Copy out the lines of the material that include the string "white".
--- Data provided Enclosed Below ---
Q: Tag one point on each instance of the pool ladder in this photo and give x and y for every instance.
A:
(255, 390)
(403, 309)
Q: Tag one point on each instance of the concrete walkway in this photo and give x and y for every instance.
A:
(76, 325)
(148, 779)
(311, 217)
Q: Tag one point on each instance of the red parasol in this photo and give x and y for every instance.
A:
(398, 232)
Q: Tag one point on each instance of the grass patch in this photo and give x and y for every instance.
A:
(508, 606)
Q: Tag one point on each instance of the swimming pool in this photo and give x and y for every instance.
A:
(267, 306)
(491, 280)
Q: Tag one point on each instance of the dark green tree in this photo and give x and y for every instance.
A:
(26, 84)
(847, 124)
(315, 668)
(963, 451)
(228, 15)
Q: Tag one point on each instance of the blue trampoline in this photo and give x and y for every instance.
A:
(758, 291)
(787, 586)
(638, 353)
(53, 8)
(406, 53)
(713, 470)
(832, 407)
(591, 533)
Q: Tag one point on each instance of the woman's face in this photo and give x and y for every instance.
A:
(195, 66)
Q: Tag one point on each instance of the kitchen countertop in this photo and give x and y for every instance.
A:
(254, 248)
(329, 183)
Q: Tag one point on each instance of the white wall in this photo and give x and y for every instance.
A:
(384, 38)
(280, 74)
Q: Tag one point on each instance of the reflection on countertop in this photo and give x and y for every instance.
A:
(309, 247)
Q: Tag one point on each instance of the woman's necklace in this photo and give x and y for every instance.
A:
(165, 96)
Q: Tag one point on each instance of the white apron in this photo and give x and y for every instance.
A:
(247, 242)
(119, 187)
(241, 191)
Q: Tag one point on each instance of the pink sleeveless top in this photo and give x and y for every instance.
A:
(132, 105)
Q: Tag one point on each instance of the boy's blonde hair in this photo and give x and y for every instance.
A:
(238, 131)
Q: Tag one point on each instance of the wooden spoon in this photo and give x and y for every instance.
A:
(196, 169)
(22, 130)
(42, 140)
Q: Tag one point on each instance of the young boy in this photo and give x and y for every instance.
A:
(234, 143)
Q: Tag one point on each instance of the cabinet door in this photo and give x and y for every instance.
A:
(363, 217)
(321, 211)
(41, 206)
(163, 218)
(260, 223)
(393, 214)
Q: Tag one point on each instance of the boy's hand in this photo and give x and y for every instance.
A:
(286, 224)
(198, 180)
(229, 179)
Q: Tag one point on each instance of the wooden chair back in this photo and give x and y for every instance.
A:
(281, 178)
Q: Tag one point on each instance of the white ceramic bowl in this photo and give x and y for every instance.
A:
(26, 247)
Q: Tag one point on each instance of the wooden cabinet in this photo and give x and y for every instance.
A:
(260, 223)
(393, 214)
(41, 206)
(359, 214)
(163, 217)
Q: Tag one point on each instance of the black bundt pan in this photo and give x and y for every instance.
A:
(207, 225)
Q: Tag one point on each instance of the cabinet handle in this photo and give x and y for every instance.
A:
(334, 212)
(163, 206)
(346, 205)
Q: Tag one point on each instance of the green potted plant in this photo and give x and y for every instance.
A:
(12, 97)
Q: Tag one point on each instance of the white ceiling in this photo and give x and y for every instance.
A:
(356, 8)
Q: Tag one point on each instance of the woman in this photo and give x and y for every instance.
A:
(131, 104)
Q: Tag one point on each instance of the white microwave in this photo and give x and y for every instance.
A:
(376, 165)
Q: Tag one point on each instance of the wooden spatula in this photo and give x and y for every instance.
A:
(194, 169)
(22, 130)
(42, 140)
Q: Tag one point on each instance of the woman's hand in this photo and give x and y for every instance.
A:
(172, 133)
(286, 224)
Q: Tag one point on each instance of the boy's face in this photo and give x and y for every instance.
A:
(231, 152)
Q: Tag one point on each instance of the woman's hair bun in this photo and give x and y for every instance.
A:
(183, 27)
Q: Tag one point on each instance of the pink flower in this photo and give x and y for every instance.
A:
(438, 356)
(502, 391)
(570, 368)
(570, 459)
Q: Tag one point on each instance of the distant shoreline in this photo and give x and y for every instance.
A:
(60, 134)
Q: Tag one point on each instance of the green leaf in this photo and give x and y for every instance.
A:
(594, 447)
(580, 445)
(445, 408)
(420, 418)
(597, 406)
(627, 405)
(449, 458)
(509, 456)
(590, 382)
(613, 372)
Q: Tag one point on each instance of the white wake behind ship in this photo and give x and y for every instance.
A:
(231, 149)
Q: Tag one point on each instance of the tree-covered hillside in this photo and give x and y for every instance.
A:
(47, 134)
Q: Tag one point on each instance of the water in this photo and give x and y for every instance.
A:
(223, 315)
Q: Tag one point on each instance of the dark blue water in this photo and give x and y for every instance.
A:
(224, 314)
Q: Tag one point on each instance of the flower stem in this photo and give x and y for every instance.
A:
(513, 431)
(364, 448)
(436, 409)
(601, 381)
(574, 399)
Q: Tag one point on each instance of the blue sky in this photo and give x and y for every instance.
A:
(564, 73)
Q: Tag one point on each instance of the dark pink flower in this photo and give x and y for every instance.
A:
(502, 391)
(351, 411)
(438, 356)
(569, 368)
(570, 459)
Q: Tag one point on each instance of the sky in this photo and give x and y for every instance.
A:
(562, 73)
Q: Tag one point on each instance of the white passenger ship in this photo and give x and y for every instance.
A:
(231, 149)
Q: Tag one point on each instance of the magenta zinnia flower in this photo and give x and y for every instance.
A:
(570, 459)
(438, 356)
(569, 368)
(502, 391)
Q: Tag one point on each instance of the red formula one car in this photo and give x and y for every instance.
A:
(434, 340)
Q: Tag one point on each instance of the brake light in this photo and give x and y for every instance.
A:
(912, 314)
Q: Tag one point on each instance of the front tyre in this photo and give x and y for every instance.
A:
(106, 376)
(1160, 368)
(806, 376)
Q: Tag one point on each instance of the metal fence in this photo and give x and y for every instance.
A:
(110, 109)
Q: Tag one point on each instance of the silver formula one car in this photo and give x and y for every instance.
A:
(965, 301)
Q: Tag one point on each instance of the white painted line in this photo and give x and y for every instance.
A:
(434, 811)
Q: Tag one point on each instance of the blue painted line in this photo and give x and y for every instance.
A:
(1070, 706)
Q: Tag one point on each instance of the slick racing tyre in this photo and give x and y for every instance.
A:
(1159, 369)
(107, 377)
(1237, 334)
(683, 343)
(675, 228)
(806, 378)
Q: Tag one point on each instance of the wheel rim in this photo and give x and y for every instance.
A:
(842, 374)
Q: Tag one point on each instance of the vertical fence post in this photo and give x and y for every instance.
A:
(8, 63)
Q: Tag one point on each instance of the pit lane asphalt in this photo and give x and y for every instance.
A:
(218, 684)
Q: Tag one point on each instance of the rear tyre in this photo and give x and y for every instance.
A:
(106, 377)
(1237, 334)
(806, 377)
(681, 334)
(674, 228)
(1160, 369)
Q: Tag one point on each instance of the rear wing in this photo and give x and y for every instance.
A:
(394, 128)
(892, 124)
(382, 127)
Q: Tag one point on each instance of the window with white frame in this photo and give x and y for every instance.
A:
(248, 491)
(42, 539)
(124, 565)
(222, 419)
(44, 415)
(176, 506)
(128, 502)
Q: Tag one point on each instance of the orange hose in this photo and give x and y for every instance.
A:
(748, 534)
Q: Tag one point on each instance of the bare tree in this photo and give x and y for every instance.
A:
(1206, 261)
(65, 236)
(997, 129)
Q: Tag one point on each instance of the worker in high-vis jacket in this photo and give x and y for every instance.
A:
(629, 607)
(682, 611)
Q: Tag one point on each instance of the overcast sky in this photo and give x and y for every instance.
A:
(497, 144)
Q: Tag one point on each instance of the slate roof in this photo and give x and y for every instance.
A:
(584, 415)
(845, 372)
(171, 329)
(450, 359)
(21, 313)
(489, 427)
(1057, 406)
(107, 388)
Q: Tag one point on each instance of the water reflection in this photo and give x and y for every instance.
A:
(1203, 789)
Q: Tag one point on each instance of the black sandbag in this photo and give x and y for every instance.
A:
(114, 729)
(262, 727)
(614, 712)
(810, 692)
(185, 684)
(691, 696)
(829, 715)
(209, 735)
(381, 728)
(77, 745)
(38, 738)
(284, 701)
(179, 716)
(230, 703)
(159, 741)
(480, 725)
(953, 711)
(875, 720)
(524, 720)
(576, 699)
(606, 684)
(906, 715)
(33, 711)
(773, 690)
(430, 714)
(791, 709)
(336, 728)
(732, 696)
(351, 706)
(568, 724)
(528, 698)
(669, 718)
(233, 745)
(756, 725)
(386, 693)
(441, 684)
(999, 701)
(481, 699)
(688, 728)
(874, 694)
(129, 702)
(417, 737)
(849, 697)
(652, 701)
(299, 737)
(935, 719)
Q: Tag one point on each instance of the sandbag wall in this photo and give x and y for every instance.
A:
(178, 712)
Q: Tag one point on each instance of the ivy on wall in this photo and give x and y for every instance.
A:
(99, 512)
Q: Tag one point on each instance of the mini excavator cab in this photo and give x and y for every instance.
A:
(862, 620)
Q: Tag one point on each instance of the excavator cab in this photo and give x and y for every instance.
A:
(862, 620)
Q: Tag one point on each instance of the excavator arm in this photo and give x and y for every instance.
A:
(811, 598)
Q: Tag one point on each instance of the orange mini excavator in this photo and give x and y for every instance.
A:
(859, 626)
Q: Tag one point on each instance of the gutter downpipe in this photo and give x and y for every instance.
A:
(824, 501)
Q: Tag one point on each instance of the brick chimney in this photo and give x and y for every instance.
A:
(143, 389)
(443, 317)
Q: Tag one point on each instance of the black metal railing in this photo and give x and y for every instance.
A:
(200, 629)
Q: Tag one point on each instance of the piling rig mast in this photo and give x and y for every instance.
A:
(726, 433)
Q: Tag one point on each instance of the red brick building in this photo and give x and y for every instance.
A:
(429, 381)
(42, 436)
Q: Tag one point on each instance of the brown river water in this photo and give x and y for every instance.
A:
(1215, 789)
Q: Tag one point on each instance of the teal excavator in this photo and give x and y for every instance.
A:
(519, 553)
--- End of Enclosed Data provided ---
* **Expected output**
Q: Tag one point on each instance of the white wall in this photo and give x and y for every instance.
Q: Tag one point on each instance of the white apron in this photo and give x and y for every instance.
Q: Tag one point on each instance of the white ceramic bowl in this photo and give x and y for every instance.
Q: Tag one point on each instance of the white ceiling in this photo and give x and y for every instance.
Q: Tag one point on each instance of the white microwave in this photo and give x and y for every instance.
Q: Tag one point on each instance of the white wake behind ship in this photo and give x and y for every instance.
Q: Tag one point on each instance of the white passenger ship in this photo and give x and y for every instance.
Q: Tag one point on each instance of the white painted line in this photo and give x and y for every instance.
Q: Tag one point on each instance of the window with white frame in this photo and give x and y for every instance.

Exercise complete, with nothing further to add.